提示テキスト>
/---

説明

液体を均一に散布する容器およびノズル

【課題】従来の液体散布容器におけるような、散布容器本体に強制的に圧力をかける、もしくは空気抜きの細管を散布容器内に設置する、もしくは散布容器本体の底部や側部に空気穴を設けることにより発生する労力や散布ムラの解消し、また空気抜きの細管や空気穴を設けた容器で生じる散布に伴う圧力低下を解消して均一な散布ができる手段を提供する。
【解決手段】液体散布容器本体1とノズル部分4の接続部2付近に空気穴3を設けることで液面が空気穴3に達するまで一定圧力を維持する。

【発明の詳細な説明】
【技術分野】
【0001】
本発明は農薬および肥料の希釈済み液体を均一に散布するための散布容器に関する。
【背景技術】
【0002】
現在、使用者の手に触れることのないよう、希釈済みの薬液をボトル型の容器に入れ、そのまま散布できる農薬や肥料が販売されている。これらの容器の多くは、吐出部にいくつかの穴と容器の底部まで達する中空の細管を設けた中栓を取り付け、ボトルを傾けてジョウロのように薬液を散布する仕組みになっている。しかし、この仕組みの容器では薬液が容器に充分満たされている状態では吐出口からスムースに薬液が拡散されるが、薬液の減少に伴って水圧が低下するために複数の吐出口から出る薬液が拡散しなくなる。そのため、散布の後半は圧力を補うために容器を手で押して散布する必要がある。また、空気穴を散布容器本体の吐出口から離れた位置に設ける実用新案が登録されている。

\---

指示事項>
1 > 液体散布容器の説明文を、「液体を均一に散布する容器およびノズル」を含む語句から始めて「するまで一定圧力を維持する。」の後で終わる範囲で書き出してください。その際、「空気穴」を「通気孔」に更新してください。
2 > 液体散布容器の説明文で【】に囲まれた見出しのうち、数字ではないものをすべて挙げてください。
3 > 液体散布容器の説明文の最後の文に続けて、文章を書き進めてください。

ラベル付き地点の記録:
/---

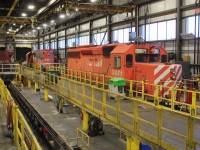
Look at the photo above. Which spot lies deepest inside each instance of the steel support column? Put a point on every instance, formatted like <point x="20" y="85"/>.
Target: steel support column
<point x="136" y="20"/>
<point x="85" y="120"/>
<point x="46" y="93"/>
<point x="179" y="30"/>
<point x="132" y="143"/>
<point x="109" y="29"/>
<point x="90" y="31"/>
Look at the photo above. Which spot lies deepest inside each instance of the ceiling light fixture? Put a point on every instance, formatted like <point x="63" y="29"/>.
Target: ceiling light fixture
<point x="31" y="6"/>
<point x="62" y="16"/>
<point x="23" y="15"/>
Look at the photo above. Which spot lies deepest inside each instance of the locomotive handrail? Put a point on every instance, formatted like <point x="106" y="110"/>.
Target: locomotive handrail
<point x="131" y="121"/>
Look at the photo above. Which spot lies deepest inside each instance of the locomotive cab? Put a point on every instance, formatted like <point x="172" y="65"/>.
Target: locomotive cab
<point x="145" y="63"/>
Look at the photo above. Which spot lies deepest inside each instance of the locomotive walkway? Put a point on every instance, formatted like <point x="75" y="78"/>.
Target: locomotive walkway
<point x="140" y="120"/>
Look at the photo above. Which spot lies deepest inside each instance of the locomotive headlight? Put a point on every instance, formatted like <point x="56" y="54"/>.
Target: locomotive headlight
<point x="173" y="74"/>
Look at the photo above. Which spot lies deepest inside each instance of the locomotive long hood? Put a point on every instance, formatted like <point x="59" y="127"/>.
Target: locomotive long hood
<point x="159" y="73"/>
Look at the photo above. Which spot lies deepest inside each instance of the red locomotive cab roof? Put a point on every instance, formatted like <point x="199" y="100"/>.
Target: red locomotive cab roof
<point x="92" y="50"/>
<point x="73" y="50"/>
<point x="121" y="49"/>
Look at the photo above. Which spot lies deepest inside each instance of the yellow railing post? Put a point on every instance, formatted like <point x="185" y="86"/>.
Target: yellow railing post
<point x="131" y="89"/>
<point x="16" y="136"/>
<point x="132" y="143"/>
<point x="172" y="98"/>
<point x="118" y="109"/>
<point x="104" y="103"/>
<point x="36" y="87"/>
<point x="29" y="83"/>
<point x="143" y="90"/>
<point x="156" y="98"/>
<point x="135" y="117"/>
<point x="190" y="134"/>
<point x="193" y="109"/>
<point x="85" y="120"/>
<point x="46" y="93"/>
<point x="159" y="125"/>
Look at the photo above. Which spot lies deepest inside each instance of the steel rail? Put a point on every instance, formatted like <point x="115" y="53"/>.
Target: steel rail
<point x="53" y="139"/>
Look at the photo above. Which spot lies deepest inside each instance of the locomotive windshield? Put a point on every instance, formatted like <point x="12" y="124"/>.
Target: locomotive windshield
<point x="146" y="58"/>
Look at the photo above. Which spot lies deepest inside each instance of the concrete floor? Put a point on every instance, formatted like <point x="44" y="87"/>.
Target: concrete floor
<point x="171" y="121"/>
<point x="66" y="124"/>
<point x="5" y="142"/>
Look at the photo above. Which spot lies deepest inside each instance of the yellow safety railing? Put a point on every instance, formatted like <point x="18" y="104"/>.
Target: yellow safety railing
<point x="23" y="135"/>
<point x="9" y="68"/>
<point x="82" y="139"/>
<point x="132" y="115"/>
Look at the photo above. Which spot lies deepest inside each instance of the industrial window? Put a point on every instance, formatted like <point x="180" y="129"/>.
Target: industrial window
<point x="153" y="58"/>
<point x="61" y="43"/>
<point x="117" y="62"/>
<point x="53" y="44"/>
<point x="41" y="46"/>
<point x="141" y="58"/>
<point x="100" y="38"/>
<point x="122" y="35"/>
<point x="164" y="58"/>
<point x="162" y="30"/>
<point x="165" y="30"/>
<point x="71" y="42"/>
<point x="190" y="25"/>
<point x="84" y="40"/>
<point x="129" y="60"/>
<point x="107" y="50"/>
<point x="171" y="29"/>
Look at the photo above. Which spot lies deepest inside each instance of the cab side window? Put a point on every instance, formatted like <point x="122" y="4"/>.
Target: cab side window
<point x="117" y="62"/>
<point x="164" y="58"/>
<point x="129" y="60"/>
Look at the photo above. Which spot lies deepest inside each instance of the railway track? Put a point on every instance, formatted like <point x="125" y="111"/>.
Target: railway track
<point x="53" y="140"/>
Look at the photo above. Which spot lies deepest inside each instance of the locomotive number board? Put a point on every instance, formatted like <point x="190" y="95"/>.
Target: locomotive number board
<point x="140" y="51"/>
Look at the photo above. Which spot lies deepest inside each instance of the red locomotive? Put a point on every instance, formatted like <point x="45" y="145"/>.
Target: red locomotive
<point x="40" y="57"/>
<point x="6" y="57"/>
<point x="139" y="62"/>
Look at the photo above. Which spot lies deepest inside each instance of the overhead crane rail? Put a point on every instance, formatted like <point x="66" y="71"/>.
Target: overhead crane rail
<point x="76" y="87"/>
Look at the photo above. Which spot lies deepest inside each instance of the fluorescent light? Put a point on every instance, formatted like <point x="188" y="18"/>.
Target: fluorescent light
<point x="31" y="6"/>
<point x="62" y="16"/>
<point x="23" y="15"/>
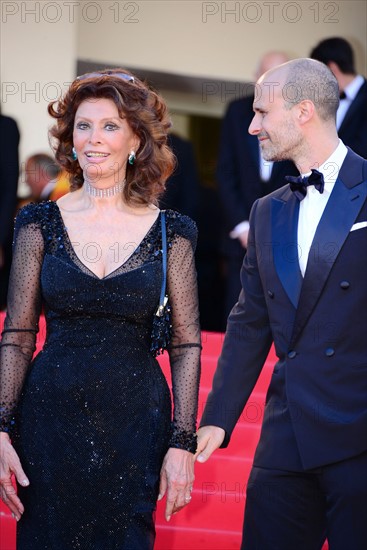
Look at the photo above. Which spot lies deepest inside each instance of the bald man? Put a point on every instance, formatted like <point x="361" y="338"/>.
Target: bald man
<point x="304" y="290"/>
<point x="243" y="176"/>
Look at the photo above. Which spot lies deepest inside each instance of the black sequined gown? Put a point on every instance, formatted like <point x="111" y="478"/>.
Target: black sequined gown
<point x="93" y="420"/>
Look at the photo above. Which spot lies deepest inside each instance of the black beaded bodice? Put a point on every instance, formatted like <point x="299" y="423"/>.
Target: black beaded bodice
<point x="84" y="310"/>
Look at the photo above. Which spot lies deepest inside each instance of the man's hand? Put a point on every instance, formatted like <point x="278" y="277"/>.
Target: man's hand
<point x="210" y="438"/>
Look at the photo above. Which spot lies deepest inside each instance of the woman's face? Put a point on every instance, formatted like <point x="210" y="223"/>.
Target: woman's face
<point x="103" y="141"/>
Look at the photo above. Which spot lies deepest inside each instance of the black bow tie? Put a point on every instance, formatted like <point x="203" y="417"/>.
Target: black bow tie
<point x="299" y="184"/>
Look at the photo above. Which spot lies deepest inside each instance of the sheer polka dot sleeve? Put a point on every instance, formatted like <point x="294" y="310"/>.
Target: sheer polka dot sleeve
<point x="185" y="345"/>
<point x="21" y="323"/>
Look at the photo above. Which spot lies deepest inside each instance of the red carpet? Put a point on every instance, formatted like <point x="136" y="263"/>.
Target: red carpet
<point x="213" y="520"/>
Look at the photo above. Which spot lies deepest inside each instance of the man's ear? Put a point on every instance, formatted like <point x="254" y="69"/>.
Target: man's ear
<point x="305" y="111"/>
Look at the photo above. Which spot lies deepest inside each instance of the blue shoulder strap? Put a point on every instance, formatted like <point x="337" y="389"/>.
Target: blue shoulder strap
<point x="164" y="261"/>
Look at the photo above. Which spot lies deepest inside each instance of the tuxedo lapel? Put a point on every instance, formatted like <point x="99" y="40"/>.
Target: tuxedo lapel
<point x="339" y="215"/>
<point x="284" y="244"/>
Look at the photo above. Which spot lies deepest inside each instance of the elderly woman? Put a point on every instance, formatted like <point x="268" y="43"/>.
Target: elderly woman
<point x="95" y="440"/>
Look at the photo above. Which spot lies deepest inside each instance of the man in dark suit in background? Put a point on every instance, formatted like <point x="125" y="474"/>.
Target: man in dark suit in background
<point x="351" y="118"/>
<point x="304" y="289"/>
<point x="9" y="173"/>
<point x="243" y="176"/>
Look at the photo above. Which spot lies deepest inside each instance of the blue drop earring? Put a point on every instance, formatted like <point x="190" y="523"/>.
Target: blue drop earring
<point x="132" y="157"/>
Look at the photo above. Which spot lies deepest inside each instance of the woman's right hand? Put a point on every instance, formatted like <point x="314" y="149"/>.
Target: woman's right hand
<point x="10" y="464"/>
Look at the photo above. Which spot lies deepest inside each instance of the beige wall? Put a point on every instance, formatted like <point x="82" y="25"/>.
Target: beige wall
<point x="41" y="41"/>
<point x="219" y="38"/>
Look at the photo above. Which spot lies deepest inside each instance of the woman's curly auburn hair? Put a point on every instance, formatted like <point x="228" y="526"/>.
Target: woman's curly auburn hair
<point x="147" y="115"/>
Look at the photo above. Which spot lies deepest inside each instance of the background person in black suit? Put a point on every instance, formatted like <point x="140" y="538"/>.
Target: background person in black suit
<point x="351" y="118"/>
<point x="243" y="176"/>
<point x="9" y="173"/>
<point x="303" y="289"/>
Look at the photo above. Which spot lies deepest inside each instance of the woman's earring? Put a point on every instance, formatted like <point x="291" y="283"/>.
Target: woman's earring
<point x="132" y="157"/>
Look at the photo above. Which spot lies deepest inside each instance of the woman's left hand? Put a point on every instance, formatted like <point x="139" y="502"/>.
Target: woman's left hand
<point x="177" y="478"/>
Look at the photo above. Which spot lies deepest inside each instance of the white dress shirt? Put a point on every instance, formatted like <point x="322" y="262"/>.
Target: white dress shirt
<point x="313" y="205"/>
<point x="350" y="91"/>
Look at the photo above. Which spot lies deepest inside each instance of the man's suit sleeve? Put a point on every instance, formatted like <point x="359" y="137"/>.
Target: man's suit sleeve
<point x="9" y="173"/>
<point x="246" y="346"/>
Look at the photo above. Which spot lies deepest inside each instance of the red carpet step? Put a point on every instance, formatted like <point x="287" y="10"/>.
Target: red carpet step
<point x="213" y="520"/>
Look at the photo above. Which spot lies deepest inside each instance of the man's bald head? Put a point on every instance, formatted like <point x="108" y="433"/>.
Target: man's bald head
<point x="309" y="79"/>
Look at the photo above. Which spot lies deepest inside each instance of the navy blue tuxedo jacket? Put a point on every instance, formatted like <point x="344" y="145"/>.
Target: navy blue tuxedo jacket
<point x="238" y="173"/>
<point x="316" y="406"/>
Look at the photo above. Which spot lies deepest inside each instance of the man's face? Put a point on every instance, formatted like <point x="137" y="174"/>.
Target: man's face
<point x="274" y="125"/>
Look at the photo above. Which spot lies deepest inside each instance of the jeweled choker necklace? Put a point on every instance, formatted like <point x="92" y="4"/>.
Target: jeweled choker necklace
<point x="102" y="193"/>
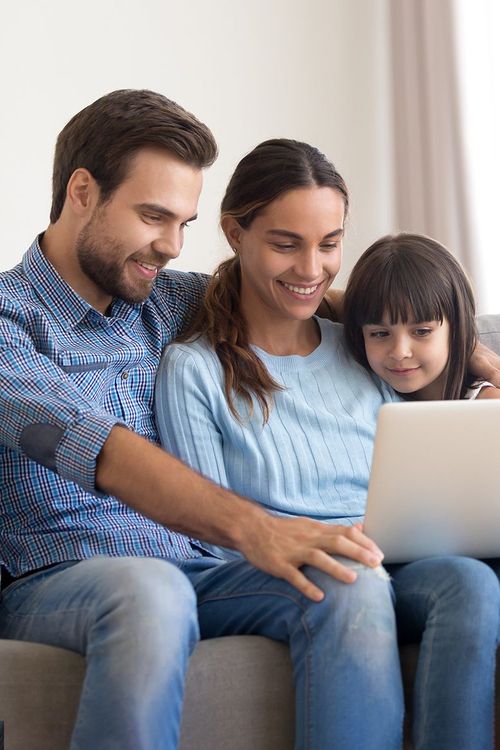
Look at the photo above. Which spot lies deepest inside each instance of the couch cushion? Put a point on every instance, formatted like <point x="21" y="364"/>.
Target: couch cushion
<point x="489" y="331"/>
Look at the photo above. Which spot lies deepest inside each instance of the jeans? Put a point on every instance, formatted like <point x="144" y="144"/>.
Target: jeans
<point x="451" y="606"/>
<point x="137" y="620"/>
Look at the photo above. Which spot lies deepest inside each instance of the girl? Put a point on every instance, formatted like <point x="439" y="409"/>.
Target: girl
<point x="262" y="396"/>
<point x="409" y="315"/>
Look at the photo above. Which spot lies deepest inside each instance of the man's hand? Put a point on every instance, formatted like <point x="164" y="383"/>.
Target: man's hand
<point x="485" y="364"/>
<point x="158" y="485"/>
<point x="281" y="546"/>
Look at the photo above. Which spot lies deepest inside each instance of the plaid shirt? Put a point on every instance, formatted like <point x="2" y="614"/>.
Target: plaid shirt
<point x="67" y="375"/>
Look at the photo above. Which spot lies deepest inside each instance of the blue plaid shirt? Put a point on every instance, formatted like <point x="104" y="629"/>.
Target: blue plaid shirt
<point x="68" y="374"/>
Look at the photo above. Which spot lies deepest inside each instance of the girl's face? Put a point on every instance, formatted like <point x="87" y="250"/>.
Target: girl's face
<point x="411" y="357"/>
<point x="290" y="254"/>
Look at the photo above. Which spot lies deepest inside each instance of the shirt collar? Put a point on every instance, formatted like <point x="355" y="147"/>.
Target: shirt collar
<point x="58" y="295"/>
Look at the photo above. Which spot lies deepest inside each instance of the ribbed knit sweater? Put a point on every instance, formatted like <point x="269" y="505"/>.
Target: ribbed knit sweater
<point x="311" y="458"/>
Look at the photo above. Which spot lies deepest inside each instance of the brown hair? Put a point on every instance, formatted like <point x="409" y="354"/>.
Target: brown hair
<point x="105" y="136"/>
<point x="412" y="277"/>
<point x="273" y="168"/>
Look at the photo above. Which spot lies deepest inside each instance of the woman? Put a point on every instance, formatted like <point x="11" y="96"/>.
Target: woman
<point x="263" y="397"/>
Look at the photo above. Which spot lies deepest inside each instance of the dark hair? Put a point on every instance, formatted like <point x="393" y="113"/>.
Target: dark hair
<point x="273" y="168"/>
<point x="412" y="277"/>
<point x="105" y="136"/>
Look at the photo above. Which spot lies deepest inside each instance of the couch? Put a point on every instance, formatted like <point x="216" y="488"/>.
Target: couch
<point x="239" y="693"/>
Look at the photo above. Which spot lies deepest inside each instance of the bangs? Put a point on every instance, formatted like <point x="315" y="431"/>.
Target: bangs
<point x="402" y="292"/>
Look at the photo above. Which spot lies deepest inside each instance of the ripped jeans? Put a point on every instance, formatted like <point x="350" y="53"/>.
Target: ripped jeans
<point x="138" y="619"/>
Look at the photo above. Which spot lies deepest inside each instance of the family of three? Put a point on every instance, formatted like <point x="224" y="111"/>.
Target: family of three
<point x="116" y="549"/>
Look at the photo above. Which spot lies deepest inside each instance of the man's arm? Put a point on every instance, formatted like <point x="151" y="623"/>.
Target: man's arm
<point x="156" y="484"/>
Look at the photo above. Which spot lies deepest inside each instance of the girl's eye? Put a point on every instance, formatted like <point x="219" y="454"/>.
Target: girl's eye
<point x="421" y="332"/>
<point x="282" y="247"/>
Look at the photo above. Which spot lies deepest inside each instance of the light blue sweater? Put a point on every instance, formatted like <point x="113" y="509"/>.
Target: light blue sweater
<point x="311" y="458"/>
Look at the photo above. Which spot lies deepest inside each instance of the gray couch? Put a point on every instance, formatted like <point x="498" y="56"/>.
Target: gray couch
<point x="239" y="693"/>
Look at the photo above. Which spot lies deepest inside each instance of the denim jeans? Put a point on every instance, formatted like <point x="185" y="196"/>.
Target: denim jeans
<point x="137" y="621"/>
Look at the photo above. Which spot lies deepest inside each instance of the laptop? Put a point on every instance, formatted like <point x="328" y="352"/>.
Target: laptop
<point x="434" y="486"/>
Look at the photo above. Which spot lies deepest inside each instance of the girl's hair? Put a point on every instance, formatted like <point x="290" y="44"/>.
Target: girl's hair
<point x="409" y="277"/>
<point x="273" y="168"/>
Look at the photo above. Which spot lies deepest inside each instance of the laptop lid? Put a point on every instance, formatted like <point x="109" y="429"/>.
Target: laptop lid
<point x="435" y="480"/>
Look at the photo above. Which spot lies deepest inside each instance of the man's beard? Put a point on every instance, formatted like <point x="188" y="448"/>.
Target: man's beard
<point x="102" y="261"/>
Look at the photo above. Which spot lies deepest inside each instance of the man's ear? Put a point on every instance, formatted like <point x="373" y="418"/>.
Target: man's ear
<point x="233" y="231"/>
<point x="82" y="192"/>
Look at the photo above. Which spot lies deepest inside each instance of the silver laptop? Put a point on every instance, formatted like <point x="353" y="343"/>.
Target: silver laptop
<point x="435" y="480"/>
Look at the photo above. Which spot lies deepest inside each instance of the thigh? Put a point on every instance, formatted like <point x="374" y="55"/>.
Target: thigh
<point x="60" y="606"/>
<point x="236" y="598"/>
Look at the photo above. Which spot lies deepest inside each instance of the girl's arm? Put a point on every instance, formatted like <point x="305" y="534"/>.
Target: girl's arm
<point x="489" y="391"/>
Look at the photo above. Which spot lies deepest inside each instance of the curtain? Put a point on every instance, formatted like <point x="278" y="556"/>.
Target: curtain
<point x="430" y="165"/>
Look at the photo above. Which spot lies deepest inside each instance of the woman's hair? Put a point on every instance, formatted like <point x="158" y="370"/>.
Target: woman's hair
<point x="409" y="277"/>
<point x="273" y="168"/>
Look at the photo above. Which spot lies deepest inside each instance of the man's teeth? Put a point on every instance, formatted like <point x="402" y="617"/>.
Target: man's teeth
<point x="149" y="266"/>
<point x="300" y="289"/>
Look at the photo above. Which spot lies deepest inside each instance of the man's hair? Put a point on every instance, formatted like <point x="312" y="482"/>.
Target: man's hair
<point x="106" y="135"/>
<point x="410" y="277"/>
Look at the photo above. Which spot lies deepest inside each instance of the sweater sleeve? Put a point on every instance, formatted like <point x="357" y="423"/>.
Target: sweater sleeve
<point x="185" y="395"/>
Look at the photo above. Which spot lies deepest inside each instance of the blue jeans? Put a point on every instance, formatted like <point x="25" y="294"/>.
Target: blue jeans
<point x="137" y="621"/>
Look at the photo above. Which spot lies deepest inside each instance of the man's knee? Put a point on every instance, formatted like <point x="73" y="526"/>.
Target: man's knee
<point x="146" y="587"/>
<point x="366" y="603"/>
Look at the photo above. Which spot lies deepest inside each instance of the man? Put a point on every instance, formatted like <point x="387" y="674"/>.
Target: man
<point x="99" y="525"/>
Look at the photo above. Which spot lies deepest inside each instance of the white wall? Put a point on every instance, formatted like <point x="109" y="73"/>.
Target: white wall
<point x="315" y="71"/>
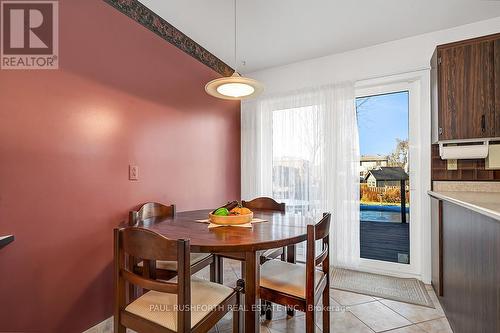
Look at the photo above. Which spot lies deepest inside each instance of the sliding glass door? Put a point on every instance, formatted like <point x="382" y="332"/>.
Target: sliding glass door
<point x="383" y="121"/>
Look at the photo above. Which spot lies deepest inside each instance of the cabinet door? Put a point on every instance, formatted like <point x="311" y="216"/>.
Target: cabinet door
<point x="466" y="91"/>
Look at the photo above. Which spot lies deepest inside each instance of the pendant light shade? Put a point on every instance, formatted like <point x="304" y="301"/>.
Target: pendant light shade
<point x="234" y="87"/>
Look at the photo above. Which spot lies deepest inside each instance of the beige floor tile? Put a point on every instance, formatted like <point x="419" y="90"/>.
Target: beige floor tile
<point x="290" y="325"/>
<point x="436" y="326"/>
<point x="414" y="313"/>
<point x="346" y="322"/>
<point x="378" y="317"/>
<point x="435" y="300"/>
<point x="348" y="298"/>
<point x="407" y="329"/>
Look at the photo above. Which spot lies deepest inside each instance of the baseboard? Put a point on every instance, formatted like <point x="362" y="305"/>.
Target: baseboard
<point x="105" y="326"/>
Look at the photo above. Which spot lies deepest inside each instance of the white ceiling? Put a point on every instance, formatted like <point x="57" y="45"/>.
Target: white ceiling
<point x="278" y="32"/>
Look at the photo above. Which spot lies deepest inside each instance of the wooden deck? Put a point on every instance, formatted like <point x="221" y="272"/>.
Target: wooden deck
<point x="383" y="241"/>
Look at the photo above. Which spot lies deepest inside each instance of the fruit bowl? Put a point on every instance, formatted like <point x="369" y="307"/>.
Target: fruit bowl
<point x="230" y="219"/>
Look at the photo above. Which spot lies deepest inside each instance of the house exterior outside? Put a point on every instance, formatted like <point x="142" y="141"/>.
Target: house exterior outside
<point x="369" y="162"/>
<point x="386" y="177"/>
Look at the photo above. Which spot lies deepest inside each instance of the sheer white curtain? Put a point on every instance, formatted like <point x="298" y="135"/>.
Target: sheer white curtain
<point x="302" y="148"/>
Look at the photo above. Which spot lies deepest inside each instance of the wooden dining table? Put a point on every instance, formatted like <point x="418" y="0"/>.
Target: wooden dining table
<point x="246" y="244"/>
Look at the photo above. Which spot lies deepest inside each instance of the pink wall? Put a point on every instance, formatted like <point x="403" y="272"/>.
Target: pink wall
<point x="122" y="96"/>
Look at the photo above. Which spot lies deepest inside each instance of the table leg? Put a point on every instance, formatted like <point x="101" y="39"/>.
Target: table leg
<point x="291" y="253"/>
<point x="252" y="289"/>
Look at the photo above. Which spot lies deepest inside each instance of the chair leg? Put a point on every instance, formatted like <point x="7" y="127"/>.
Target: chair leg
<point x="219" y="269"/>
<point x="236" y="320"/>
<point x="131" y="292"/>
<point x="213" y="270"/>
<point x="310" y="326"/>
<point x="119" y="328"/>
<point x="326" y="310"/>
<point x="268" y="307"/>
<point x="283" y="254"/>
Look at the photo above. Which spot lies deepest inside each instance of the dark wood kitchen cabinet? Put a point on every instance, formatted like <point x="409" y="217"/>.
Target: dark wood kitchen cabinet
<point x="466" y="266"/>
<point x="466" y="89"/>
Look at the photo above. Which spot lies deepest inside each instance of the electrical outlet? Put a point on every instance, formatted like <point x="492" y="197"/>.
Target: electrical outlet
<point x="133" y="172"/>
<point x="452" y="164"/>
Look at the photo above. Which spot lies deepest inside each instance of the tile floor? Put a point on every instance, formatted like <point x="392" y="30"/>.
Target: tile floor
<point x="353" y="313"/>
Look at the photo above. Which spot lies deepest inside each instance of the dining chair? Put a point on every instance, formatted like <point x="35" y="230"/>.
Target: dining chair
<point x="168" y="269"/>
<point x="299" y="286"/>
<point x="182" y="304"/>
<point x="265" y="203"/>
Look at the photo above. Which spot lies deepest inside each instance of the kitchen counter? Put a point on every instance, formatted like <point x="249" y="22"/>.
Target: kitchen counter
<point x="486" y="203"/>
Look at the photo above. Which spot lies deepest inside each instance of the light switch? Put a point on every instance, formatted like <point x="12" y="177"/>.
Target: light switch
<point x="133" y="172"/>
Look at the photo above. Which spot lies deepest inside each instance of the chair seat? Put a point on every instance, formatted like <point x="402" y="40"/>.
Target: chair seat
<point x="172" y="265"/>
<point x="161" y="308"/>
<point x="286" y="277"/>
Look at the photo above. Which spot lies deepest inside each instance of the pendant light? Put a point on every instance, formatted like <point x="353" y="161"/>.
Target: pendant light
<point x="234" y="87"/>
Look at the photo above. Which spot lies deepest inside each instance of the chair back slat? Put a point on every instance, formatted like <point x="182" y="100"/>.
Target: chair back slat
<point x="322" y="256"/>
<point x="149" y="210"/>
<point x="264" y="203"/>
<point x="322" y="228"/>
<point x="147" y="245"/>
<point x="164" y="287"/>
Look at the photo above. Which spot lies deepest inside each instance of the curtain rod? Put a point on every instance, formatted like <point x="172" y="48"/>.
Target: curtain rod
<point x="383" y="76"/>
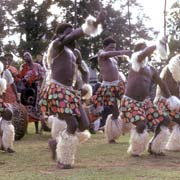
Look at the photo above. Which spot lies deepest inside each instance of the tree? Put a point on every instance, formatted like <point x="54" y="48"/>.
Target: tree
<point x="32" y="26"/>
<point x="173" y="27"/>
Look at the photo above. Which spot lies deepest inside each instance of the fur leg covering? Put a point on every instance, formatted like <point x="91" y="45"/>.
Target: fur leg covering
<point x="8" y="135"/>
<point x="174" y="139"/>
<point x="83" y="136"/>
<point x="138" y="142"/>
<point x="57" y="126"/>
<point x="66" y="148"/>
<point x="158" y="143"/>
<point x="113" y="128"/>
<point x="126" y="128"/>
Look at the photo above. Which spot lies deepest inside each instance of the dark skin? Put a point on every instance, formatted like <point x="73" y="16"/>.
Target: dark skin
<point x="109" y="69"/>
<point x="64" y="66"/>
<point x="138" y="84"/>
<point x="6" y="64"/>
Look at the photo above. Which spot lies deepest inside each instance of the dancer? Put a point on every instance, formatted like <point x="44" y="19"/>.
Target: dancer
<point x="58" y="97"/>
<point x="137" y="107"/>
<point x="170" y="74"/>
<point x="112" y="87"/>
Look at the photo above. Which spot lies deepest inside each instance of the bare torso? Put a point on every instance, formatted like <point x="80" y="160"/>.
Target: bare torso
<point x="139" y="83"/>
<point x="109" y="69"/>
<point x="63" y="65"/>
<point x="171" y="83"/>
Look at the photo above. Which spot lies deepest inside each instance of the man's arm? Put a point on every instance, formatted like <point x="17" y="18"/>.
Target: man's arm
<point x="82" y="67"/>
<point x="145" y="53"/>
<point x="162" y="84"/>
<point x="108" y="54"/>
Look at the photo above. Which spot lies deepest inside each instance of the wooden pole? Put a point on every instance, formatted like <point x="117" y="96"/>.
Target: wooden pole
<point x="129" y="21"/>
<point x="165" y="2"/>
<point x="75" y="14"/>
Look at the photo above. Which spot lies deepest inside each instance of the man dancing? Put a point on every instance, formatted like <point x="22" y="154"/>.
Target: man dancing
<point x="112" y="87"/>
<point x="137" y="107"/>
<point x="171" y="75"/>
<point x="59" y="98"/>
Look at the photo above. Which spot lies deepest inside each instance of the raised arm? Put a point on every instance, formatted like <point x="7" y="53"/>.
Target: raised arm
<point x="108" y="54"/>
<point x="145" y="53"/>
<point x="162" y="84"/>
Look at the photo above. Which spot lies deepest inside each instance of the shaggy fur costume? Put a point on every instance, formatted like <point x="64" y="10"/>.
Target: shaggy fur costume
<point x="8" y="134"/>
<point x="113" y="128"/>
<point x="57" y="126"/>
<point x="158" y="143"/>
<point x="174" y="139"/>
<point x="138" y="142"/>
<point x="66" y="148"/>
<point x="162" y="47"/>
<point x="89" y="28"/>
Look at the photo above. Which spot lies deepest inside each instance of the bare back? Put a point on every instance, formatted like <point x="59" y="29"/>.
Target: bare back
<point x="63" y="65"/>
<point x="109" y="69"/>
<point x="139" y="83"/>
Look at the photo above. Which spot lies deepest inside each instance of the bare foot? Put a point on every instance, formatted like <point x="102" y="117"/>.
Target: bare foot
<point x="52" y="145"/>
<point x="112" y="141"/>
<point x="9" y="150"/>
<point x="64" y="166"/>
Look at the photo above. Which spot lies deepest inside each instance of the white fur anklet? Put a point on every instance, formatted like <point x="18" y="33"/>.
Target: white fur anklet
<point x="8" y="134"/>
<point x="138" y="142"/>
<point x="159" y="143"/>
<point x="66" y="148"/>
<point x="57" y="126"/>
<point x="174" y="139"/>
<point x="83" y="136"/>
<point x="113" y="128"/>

\---

各指示への回答>
1 >
液体を均一に散布する容器およびノズル

【課題】従来の液体散布容器におけるような、散布容器本体に強制的に圧力をかける、もしくは空気抜きの細管を散布容器内に設置する、もしくは散布容器本体の底部や側部に通気孔を設けることにより発生する労力や散布ムラの解消し、また空気抜きの細管や通気孔を設けた容器で生じる散布に伴う圧力低下を解消して均一な散布ができる手段を提供する。
【解決手段】液体散布容器本体1とノズル部分4の接続部2付近に通気孔3を設けることで液面が通気孔3に達するまで一定圧力を維持する。

2 > 課題、解決手段、発明の詳細な説明、技術分野、背景技術

3 >
【0003】
その他、加圧して用いるハンドスプレータイプや容器そのものを押して薬液を吐出させるタイプの小容量容器が使われている。また、粒状農薬においては散布量、散布幅の均一性を保つことを目的にした扁平台形状の散布ヘッドを有する散布容器が提案されている。
【0004】
【先行技術文献】
【0005】
【特許文献】
【特許文献】 登録実用新案第3002158号
【特許文献】 登録実用新案第3007633号
【特許文献】 特開平10−324376
【発明の概要】
【発明が解決しようとする課題】
【0006】
農薬および肥料は面積当たりに均一に薬剤が投下されることが、効果発現上また安全上重要な要素である。しかし、容器から出る薬液の圧力が経時的に変化する現在の容器では、均一に薬液を投下することは困難である。また、加圧して用いるハンドスプレータイプや容器そのものを押して薬液を吐出させるタイプの小容量容器を用いる場合は、断続的な散布を余儀なくされ面積あたりの均一な薬液投下は困難となる。従って、希釈を必要としない、そのまま農薬や肥料を散布する薬液散布容器における経時的な薬液吐出量の変化や散布幅の減少を改善し、簡便で均一な散布を可能にする容器およびノズルが求められている。
【課題を解決するための手段】
【0007】
本発明の液体散布容器本体およびノズル部分は、あらかじめ必要とする散布幅で吐出口が配列されたノズル部分と容器本体の接続部付近に空気穴を設けることを特長とする。
【0008】
容器本体は密閉されておりノズル部分の吐出口と空気穴にある程度の間隔があるため、容器本体を逆さにして散布をした場合、吐出口にかかる水圧と吐出口の上部にある空気穴にかかる水圧に差を生じることによって、上部の空気穴からは空気が流入し、吐出口からは液体が吐出する。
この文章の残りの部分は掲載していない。